Requirement: When you reach the line in the data below that contains "In this exercise you will indicate the bird's", please start repeating lines exactly, and stop after the line that contains "In this exercise you will indicate the vertical", repeating nothing else.

Source information:
Start of Block

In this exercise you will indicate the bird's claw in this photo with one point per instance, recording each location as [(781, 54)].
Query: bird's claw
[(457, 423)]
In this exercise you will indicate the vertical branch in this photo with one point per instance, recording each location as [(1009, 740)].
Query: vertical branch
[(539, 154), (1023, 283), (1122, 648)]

End of Block
Start of Block

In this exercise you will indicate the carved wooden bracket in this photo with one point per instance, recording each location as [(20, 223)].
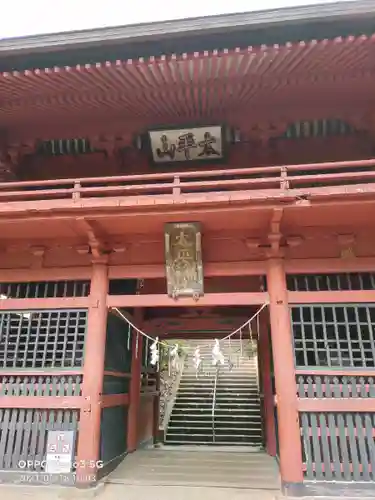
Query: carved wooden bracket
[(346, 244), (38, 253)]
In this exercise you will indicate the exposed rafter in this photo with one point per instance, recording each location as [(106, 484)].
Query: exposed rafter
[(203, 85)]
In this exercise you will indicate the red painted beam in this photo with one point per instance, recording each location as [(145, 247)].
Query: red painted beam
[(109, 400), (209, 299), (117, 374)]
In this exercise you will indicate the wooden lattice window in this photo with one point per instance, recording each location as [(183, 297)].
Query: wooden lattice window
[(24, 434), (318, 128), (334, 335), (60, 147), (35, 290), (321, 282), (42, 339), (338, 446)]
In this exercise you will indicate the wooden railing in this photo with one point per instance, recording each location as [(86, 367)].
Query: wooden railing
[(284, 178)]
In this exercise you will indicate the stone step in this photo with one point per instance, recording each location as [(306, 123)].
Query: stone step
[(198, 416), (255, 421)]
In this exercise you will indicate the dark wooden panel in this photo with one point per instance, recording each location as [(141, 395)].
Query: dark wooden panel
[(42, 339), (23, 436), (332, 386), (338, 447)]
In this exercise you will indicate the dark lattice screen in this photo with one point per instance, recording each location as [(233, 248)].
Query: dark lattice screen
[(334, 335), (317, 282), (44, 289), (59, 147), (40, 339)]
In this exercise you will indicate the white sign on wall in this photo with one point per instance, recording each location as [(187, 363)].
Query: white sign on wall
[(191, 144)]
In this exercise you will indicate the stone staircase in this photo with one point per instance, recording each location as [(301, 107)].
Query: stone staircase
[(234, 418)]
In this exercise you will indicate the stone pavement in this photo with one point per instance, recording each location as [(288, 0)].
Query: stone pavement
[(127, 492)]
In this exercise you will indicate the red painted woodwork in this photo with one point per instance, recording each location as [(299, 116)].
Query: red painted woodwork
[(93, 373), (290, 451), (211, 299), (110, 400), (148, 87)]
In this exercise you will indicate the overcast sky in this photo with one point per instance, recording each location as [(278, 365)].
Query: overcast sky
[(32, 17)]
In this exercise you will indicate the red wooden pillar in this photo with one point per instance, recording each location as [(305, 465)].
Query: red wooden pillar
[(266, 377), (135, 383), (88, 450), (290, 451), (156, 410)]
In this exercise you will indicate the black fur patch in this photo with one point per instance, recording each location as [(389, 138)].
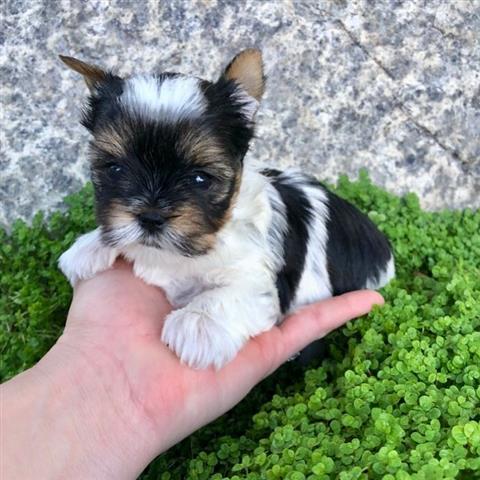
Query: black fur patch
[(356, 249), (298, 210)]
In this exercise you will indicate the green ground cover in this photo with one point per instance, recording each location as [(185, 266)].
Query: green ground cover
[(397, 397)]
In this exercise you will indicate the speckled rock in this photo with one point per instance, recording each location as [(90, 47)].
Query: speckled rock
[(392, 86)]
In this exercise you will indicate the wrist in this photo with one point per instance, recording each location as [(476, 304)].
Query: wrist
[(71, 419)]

End of Block
Start of Block

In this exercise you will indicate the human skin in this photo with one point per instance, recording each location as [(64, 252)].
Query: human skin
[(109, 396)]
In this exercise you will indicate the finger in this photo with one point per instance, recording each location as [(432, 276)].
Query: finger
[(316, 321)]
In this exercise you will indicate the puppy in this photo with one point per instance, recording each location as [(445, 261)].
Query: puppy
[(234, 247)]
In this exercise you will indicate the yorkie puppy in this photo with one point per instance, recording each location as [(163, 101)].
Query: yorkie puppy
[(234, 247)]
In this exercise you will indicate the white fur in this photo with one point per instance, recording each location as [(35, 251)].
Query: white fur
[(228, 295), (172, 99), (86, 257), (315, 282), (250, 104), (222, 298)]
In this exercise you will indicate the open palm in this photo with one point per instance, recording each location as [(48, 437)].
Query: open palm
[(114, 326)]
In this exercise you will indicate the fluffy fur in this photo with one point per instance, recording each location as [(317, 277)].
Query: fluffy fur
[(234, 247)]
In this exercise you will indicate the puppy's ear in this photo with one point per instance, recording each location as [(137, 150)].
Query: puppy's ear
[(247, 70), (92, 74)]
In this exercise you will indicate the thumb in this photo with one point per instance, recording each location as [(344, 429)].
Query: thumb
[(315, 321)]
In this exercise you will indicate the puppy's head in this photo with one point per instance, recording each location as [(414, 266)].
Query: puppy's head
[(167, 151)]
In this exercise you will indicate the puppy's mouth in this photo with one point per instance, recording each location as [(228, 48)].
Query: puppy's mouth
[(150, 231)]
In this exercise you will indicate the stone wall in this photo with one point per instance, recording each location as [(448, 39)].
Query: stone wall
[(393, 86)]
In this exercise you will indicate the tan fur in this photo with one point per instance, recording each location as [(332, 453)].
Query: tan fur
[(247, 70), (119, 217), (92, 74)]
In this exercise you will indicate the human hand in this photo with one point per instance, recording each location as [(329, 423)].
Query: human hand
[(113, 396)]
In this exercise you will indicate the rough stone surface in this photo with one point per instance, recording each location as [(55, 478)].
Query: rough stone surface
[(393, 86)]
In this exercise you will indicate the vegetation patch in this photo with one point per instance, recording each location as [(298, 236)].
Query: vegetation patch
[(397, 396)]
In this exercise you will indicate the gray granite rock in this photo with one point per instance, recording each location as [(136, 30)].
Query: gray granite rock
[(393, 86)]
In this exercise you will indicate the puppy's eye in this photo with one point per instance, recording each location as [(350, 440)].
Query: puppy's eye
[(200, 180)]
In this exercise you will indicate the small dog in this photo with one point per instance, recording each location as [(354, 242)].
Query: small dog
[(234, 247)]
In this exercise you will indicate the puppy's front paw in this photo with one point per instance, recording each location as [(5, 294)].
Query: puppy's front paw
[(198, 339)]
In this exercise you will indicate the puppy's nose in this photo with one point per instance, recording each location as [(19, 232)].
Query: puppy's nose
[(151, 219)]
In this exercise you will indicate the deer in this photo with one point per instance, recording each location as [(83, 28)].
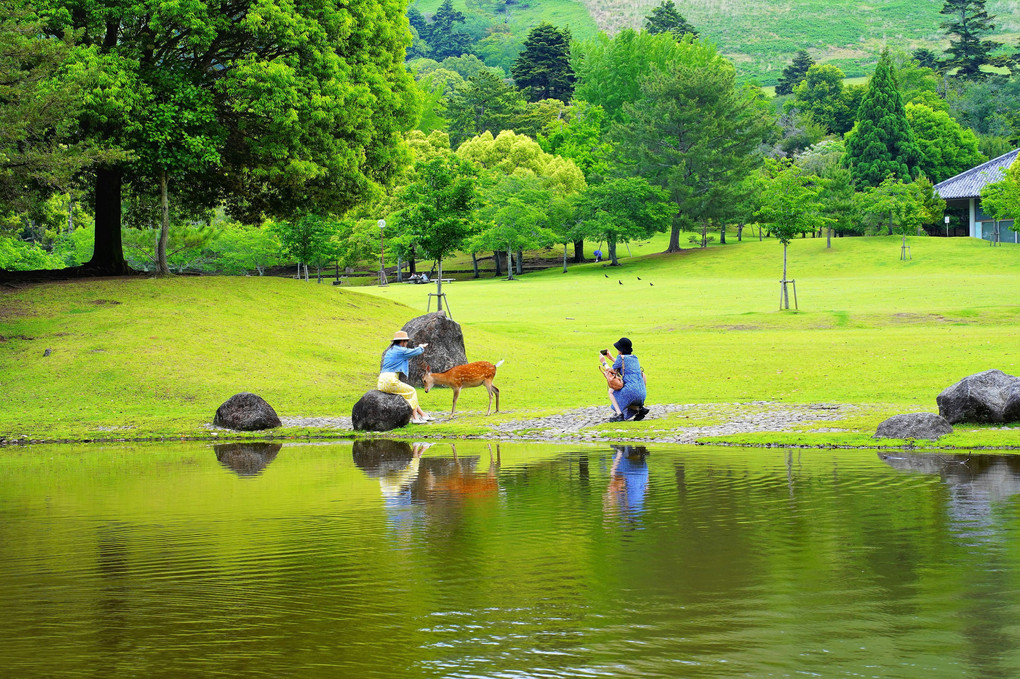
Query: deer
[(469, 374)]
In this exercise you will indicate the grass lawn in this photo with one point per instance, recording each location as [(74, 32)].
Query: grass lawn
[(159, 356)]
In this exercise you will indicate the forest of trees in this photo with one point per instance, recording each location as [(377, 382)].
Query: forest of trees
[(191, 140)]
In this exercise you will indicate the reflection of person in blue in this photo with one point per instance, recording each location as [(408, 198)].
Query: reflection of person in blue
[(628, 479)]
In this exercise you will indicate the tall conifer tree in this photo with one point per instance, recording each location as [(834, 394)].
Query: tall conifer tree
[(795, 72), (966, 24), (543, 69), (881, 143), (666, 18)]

End of Block

Answer to this task:
In this exercise you will indicate the bird's claw in this photo with one point per instance, recording each location as [(781, 54)].
Query: bird's claw
[(457, 423)]
In this exercise you will indicate the vertical branch in this photo with one point per instance, recording each location as [(1009, 740)].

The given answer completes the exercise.